> _Reading passage_
Sounds like way too much acid and I agree dilution is the best bet if you can't get it going. From all I have read it is best to never add any acid to a mead until fermentation is complete.


----------



## Wade E (Dec 7, 2007)

Where did you get this recipe with all the malic acid. Not your typical recipe.
*Edited by: wade *


----------



## chevyguy65 (Dec 8, 2007)

It was from a recipe book at our LHB Store. very similar to the ones posted on this website under "recipes" and actually a little less acid than the recipe on here. I'll have to check it when i get home from work today. Mrs. Chevy is out shopping today so she cant check it for me.


Hope the batch can be saved.Nothing going as of last night when I turned up the heater in the "wine cellar" (aka= furnace room)


----------



## Wade E (Dec 8, 2007)

Do you have a way of checking acid. I see the 1 on this forum's recipe and youre right. I always adjust with test kit and never just add it all in because Ive noticed way to many Type O's in recipe books and the fact that everything varies way to much.


----------



## chevyguy65 (Dec 9, 2007)

We checked theacid today and it was around .525% Temp is at 72-73* and now its bubbling away. I can sleep easier now....






Mrs chevy went to pick up some supplies for our test kit and came home with a whole new tester for us that works like a charm!!!!!!


----------



## chevyguy65 (Jan 2, 2008)

well I was wrong the bubbles were only sitting on the surface .After starting this batch on 12/05 its at a SG of 1.060. ive noticed some small white cottony(?) looking things forming on the surface Ive scooped them out before I stirred it but they come back after a few days.I added some nutrient pwdr and a 2nd pkg of yeast on 12/21 then added energizer on the 24th.It still seems to not show any signs of "active " fermentation but the Sg is slowly dropping and its starting to taste more on the fermented side than just sweet "juice".


Im wondering should I give up on this batch? After the "rotten egg smell"disaster on the Concord.Im ready to sit the bench for a few innings!!!!!


----------



## Dean (Jan 2, 2008)

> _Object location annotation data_
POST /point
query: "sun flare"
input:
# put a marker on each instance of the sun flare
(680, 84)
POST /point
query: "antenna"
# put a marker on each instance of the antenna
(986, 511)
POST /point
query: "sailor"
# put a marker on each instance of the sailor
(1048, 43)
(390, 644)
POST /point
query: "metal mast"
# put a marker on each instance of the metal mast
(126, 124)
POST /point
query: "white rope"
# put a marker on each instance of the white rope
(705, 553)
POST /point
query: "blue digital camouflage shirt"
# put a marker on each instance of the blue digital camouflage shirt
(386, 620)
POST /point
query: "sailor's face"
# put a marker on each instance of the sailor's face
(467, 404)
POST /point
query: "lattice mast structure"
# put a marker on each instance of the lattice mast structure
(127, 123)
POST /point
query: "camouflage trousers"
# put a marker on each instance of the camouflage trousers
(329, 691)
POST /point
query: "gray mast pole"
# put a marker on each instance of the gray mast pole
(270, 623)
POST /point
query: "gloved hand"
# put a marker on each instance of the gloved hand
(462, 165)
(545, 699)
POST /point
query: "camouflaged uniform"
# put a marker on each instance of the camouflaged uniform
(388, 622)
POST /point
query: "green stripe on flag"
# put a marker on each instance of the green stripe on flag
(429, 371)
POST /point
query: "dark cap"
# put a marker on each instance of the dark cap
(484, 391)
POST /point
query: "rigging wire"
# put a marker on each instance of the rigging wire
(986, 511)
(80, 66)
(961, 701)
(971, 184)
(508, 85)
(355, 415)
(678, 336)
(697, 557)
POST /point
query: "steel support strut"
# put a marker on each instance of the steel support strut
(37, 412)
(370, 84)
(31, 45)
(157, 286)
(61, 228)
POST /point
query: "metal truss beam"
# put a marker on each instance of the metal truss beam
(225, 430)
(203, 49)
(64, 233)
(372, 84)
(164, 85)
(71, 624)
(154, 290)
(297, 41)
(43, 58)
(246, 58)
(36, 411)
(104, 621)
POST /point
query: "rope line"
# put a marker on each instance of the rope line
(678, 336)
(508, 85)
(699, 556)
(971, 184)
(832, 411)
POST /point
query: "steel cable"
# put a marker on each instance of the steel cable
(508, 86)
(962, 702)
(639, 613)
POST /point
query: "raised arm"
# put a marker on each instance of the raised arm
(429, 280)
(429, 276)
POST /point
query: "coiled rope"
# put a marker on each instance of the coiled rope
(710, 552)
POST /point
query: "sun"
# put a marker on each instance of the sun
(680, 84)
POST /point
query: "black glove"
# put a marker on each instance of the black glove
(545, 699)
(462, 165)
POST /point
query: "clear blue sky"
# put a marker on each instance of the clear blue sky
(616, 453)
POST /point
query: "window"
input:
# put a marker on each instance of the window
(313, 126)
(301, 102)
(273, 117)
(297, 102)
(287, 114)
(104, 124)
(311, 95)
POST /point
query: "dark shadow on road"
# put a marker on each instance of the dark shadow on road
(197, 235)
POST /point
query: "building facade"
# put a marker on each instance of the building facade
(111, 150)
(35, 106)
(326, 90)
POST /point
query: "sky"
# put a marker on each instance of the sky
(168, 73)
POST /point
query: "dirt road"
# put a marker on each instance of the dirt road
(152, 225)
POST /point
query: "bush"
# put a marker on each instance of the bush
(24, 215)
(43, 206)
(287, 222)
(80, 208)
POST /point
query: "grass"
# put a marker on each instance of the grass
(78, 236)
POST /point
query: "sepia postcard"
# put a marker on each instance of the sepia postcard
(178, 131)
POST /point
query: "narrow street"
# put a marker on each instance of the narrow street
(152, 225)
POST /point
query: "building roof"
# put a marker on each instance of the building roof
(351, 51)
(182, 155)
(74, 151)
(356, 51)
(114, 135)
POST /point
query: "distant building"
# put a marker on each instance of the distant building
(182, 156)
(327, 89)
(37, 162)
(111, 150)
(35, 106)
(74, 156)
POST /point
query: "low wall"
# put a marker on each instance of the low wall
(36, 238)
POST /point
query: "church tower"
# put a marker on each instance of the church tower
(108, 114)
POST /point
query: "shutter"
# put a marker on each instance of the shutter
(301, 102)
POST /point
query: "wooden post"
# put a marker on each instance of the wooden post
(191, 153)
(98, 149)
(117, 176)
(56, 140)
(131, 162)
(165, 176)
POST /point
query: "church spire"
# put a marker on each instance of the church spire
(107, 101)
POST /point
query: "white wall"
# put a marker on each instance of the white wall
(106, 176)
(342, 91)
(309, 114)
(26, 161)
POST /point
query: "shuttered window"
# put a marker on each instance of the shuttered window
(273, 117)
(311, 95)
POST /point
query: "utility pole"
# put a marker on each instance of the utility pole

> _Problems to work on_
(A) From the winemaking forum thread, set down the passage starting with "## chevyguy65 (Dec 9, 2007)" and going on through "like a charm!!!!!!".
(B) Return every line of the records that contains the string "narrow". Case counts.

> _Outputs_
(A)
## chevyguy65 (Dec 9, 2007)

We checked theacid today and it was around .525% Temp is at 72-73* and now its bubbling away. I can sleep easier now....






Mrs chevy went to pick up some supplies for our test kit and came home with a whole new tester for us that works like a charm!!!!!!

(B)
query: "narrow street"
# put a marker on each instance of the narrow street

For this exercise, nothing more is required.